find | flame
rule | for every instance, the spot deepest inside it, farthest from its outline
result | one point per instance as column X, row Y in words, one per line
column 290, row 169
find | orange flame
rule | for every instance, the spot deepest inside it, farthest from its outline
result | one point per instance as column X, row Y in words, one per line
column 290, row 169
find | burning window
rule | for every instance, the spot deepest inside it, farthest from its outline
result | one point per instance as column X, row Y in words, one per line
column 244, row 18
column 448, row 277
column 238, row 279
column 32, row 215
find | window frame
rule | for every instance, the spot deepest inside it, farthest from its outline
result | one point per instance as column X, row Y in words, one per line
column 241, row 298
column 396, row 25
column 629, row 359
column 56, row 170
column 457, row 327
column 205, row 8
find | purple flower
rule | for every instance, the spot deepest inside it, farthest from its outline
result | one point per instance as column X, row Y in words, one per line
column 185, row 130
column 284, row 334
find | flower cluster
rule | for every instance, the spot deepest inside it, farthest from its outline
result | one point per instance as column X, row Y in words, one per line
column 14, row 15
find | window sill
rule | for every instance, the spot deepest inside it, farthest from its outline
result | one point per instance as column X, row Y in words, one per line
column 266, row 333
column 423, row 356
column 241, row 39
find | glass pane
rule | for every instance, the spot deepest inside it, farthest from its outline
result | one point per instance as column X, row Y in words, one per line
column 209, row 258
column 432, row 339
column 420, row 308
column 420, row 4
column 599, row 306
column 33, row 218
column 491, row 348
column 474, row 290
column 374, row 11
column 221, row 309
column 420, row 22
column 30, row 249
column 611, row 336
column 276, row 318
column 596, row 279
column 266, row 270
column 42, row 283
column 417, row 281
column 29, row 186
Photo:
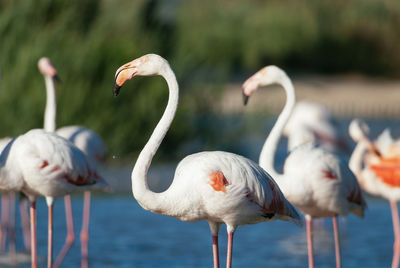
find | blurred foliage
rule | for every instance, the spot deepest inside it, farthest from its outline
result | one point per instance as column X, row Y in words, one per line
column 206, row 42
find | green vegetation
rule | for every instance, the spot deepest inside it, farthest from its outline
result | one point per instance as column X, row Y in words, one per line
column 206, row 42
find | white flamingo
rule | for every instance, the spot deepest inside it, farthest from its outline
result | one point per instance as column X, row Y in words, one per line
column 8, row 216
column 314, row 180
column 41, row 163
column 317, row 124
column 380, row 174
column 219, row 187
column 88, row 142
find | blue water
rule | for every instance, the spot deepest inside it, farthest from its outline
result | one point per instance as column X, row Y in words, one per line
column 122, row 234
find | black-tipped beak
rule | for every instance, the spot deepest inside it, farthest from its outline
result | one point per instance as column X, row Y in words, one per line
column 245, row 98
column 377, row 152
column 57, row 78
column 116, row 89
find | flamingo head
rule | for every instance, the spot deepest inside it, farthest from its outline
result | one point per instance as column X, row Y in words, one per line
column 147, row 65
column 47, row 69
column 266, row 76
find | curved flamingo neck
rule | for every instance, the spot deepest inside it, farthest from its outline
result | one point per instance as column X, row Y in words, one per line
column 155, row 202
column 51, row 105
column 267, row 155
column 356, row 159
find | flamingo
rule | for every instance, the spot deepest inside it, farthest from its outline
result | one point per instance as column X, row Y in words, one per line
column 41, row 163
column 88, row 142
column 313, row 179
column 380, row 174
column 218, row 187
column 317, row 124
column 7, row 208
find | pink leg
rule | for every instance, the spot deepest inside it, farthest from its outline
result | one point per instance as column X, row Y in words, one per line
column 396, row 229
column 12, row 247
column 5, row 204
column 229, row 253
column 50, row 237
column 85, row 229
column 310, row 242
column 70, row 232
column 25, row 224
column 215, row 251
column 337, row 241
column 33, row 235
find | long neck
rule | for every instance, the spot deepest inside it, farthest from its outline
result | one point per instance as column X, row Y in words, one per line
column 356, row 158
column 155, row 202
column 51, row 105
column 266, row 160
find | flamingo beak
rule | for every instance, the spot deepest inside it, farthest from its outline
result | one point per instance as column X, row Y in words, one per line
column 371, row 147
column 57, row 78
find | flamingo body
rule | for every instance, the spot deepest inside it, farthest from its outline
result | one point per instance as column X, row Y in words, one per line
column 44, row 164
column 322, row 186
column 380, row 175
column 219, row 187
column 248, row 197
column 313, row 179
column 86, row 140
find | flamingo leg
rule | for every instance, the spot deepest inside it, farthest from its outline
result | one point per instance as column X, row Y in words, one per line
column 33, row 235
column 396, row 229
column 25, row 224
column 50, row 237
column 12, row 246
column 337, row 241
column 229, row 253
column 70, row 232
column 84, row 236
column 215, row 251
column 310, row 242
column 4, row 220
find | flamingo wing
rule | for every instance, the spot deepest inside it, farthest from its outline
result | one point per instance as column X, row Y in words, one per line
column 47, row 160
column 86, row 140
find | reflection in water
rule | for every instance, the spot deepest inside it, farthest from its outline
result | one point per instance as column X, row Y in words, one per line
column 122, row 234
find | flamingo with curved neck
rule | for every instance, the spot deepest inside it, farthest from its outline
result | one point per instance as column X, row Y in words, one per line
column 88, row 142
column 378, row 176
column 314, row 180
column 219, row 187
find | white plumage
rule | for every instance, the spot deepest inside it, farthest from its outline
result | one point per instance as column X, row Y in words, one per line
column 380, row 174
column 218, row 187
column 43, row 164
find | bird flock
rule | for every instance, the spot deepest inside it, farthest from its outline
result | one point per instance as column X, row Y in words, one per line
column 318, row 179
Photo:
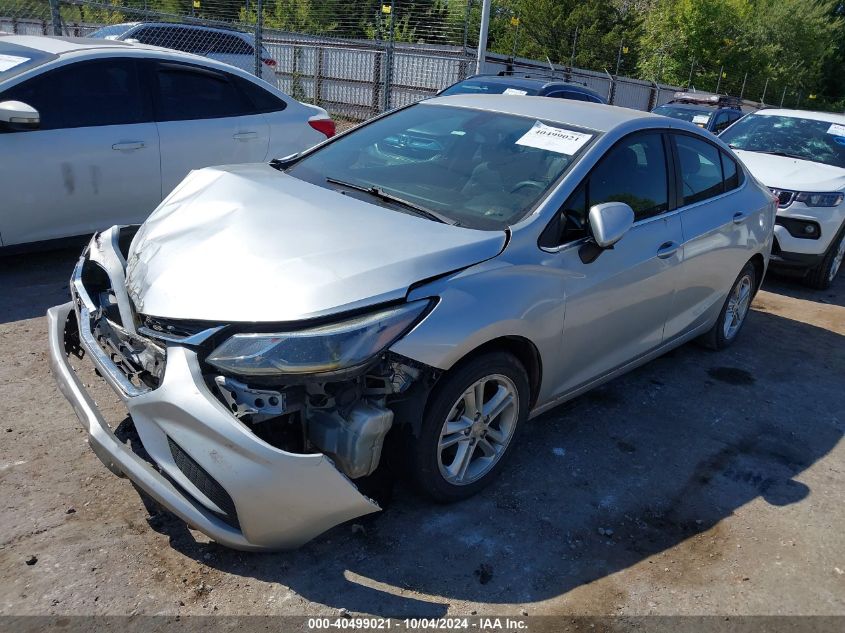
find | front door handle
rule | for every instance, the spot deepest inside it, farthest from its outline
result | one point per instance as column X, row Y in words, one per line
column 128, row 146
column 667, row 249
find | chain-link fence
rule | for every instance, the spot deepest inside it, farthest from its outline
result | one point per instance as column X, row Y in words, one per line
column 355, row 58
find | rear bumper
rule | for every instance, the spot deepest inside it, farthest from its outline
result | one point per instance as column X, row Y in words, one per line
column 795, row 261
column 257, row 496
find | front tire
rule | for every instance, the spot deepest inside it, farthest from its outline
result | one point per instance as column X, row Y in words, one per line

◆ ◆ ◆

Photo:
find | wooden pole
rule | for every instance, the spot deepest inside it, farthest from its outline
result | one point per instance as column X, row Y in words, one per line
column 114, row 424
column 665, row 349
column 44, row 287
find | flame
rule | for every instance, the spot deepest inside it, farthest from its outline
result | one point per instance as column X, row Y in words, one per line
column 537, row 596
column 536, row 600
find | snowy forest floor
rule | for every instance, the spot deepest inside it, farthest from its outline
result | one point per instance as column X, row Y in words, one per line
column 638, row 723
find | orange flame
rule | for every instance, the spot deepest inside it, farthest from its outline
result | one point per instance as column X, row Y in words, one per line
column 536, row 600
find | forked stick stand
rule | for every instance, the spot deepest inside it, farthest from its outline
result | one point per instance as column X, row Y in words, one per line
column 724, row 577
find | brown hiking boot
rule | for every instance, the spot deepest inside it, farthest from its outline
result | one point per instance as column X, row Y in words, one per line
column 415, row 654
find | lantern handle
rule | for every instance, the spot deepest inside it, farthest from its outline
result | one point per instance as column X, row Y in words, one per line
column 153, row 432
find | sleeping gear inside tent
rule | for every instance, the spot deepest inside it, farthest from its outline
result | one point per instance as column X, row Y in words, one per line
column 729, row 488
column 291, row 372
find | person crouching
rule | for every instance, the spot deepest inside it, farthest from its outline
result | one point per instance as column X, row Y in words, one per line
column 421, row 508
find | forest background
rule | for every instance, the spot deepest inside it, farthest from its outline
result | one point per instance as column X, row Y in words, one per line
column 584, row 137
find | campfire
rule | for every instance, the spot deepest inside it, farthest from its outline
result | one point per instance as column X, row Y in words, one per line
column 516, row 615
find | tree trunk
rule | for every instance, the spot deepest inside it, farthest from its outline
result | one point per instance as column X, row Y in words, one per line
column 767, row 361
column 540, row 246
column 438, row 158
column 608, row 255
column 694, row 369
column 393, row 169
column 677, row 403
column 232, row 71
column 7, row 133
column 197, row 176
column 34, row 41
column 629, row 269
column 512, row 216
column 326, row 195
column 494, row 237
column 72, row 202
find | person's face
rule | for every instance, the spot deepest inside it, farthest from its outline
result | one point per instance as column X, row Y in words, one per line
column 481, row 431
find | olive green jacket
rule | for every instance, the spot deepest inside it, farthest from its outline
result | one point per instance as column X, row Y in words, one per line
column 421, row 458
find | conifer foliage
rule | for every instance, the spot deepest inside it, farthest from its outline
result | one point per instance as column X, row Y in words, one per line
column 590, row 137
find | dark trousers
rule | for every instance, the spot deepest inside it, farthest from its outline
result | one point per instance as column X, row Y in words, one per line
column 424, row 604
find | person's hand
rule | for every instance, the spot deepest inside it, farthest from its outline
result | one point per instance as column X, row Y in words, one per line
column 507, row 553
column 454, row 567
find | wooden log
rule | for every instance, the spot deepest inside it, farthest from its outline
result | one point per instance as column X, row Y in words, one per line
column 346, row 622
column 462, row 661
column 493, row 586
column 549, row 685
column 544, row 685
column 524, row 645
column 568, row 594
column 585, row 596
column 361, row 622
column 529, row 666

◆ ◆ ◆

● WORK REQUIRED:
Copy out the records from the line that contains "find | conifer foliage" through the line that contains "column 590, row 137", including both of those lines.

● RESPONSE TO THIS TASK:
find | conifer foliage
rule | for every instance, the spot deepest inside it, farthest from its outline
result | one point per instance as column X, row Y in words, one per line
column 590, row 137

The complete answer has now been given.